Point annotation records
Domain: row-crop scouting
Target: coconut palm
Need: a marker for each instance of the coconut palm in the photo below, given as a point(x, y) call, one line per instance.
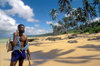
point(53, 14)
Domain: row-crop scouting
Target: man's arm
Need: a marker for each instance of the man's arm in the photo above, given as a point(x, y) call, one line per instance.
point(28, 52)
point(14, 42)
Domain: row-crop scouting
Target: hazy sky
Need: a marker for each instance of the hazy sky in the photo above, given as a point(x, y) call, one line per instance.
point(34, 14)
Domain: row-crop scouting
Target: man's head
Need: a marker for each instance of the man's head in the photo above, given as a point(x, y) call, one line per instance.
point(21, 28)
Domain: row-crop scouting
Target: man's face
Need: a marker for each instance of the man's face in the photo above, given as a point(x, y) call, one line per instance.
point(21, 29)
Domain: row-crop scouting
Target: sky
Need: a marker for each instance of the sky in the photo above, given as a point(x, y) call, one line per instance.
point(34, 14)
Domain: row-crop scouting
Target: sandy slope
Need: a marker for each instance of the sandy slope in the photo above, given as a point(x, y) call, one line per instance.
point(60, 52)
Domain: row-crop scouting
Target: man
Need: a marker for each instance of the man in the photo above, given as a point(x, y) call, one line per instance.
point(19, 44)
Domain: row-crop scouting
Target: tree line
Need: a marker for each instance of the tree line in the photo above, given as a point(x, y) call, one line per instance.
point(77, 18)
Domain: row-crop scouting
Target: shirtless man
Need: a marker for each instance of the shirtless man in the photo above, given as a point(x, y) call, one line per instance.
point(18, 54)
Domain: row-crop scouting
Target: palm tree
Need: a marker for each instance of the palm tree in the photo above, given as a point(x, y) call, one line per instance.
point(53, 14)
point(65, 5)
point(62, 27)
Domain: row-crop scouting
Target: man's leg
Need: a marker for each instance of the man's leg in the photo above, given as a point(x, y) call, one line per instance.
point(13, 63)
point(21, 60)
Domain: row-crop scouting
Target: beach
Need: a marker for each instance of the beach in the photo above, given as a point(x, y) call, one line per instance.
point(60, 50)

▶ **Written instruction**:
Apart from the pictures, the entries above are to be repeated in full and exactly.

▶ **Finished task**:
Domain: row-crop scouting
Target: coconut palm
Need: a marker for each instance of the coconut palm in the photo below, given as a point(x, y) call, one line per instance.
point(53, 14)
Domain: row-crop scouting
Target: man's arm
Need: a marker for each instance of the man's arm in the photo above, given as a point(x, y) call, one line per instance.
point(28, 52)
point(14, 42)
Domain: row-crop scouting
Target: hazy sky
Need: a marker for each instance of the hazy sky in the photo above, given as a point(x, y) call, one line per instance.
point(34, 14)
Domain: row-crop scouting
Target: man's head
Need: a marker for each instance of the man's head in the photo above, given as a point(x, y) call, one line per instance.
point(21, 28)
Domain: row-crop scouting
Target: man's face
Need: a marker for each instance of the man's face in the photo above, given as a point(x, y) call, one line per instance.
point(21, 29)
Domain: row-crop scouting
Target: sky
Need: a marker for each instance of the sky in the photo above, given as a point(x, y) call, one line per instance.
point(34, 14)
Domain: row-crop scouting
Target: sandy slope
Need: a marker for each instance of the sandy slope in the photo above, given as a point(x, y) call, one line per instance.
point(60, 52)
Domain: row-crop scouting
Target: man
Need: a marker for each instance of the man in the photo above, given as a point(x, y) call, one line per instance.
point(19, 44)
Domain: row-crop scouting
Target: tree line
Need: a marker for each instance of the tree line in the photo above, given as a point(x, y) call, one line per instance.
point(77, 18)
Domain: row-crop scouting
Target: shirtless man
Need: a marker for each instance of the shirtless man in the photo above, given as a point(x, y) call, one line per instance.
point(18, 54)
Domain: row-crop scouting
Target: palm tree
Need: a marker for each instance of the palm tree in the photo above, given as a point(x, y) call, one line per instance.
point(53, 14)
point(65, 5)
point(62, 27)
Domain: row-crop scouting
Target: man's leg
Need: a marker for each instance of the man's leg in the photo above, given as a point(x, y) call, one line per instance.
point(13, 63)
point(21, 60)
Domain: row-crop scouting
Target: beach
Need: a marker for each instance of the beach in the photo above, given as a point(x, y) call, one line per instance.
point(60, 50)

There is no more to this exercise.